------ EXCERTO DA PÁGINA
Ponto 2: Faísca McQueen

O trocadilho pode até parecer forçado, mas o Kauai EV tem mesmo uma ‘faísca’ no andamento, sendo super-reativo quando se pressiona o modo Sport de condução (através de um botão). A aceleração dos zero aos 100 km/h cumpre-se em 7,6 segundos, o que não é espetacular num sentido lato, mas que para o modelo em questão traduz prestações sempre muito vivas. Mas são as recuperações que realmente se destacam, tirando partido do binário elétrico (395 Nm) disponível no momento em que se pressiona o acelerador com mais força, fazendo mesmo patinar as rodas com a entrega mais repentina da potência, o que nem sempre é uma sensação agradável mesmo quando já se vai com alguma velocidade. Esta é uma das particularidades que poderá não agradar a todos, denotando algumas dificuldades de motricidade no eixo motriz, embora não seja nada que assuste quem procura um pouco de adrenalina.

É através das patilhas atrás do volante que se pode aumentar ou anular a força de regeneração de energia decorrente das travagens ou desacelerações.

Ultrapassagens ou arranques não têm qualquer tipo de dificuldade, mesmo que o uso continuado dessas façanhas lhe retire autonomia, como seria de supor. A relação única de caixa (que é manuseada a partir de quatro botões na consola central) também contribui para essa mesma rapidez de reações.

Se no modo Sport parece ganhar uma faceta desportiva, o modo Comfort e, sobretudo, o ECO conferem-lhe maior suavidade e eficiência na atuação, moderando a entrega da energia e dando mais primazia à poupança da bateria. Com frutos, como já se pôde ler anteriormente.

Ponto 3: O jogo das patilhas

Um dos truques para o bom aproveitamento deste motor elétrico e das capacidades da grande bateria está no manuseamento das patilhas atrás do volante, como se fossem as de uma caixa automática. Contudo, aqui, são para a regeneração da energia decorrente do rolamento.

Do lado esquerdo, incrementa-se o poder de regeneração, fazendo com que em cidade, por exemplo, seja um aliado constante na redução da velocidade, quase mais do que a utilização do travão convencional (pode reduzir velocidade em até 0.25 g). Do lado direito, reduz-se o poder de regeneração. Há quatro níveis e, entre o mais forte e o nulo, os efeitos na condução são notórios. Por exemplo, no nível mais baixo (que na verdade é o nível zero) não existe qualquer retenção e o Kauai pode deslizar livremente, sem perda de velocidade, mas também sem recuperação de energia.
------------
------ REGISTOS LISTADOS
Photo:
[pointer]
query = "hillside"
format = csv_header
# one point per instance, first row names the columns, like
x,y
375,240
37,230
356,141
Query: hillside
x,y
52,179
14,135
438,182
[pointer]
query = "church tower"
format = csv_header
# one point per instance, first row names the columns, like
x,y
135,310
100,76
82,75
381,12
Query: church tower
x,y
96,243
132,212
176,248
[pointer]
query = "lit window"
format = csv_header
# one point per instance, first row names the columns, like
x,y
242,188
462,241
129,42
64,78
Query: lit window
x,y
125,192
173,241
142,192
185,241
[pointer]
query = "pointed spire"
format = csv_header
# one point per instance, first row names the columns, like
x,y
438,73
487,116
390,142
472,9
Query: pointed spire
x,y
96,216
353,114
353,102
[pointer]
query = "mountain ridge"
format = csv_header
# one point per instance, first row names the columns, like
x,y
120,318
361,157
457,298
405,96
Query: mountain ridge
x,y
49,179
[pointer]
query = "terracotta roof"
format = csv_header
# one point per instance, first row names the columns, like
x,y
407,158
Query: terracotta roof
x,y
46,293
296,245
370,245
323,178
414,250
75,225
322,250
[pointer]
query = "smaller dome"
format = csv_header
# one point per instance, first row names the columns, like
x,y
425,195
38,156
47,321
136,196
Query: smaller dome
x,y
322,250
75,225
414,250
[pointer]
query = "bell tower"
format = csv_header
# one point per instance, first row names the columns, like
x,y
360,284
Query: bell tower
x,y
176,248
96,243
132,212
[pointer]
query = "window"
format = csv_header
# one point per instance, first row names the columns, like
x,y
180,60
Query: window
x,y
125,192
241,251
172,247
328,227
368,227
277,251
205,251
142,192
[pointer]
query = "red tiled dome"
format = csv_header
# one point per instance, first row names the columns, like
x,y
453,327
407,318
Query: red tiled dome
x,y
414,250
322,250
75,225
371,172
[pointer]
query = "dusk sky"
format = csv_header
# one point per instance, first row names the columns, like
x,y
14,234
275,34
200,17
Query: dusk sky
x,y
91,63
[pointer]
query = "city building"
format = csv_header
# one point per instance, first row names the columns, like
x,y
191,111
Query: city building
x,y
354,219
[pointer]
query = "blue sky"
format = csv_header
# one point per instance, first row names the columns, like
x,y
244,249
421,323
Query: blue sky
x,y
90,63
------------
ENUNCIADO DO EXERCÍCIO: Prolongue, por favor, o texto sobre o Kauai EV, retomando-o logo depois da sua última frase.

RESPOSTA DO EXERCÍCIO:
Ponto 4: Nem tudo é ótimo

Apesar da eficiência da bateria e da força do motor elétrico, que parecem resolver a equação da autonomia, importa perceber que uma bateria de maior capacidade tem como contrapartida tempos de carregamento maiores, sobretudo quando se tem de apostar em tomadas domésticas. Já lá iremos.

Primeiro, num posto de carga rápido (DC) de potência de 100 kW, a bateria de 64 kWh carrega 80% em 54 minutos (numa estação de 50 kW, o tempo de carregamento é de 75 minutos), enquanto o carregador de bordo, de 7.2 kW, permite carregar em AC (corrente alternada) em pouco menos de dez horas (9h35m, para maior precisão).

Porém, numa tomada doméstica de 230 V, a espera é longa, rondando as 31 horas! Ou seja, não havendo alternativa poderá ficar com o veículo ‘ligado à tomada’ por muito tempo…

Além disso, contrariando de certa forma a noção elétrica de silêncio na condução, o Kauai Electric emite um chiar algo incomodativo, sobretudo quando tudo em redor está em absoluto silêncio.

Ponto 5: Confortável, mas ágil

Com 4,18 metros de comprimento, 1,80 metros de largura e 1,57 metros de altura, o Kauai oferece boa habitabilidade, mas não deslumbra neste aspeto, sobretudo quando se entra nos lugares traseiros. Ainda assim, permite viagens com conforto meritório para quatro adultos. A bagageira, com os seus 332 litros, oferece espaço mais do que suficiente para viagens curtas de fim de semana, havendo ainda que notar o espaço disponibilizado sob o patamar de carga na bagageira e que alberga o cabo de carregamento. Uma boa solução por parte da Hyundai.

O interior replica em grande parte o dos modelos com motor de combustão interna, mas varia na oferta de mais espaço para arrumação de objetos na consola central – uma vez que não há necessidade de túnel de transmissão – e do já referido painel de instrumentos digital que varia as informações apresentadas consoante o modo escolhido de condução. A boa construção é fator positivo de apreciação, mas não oculta a excessiva utilização de plásticos rijos no habitáculo, sobretudo quando se pensa no preço final acima dos 40 mil euros.

A colocação das baterias de polímeros de lítio sob o piso em posição central e ocupando quase todo o fundo do Kauai permite-lhe registar um baixo centro de gravidade e isso ajuda na dinâmica, dando-lhe agilidade em combinação com conforto. Todavia, em piso muito irregular, sente-se alguma secura do amortecimento, o que não desvirtua por aí além a apreciação geral de agradabilidade e de solidez ao volante com uma direção bem afinada.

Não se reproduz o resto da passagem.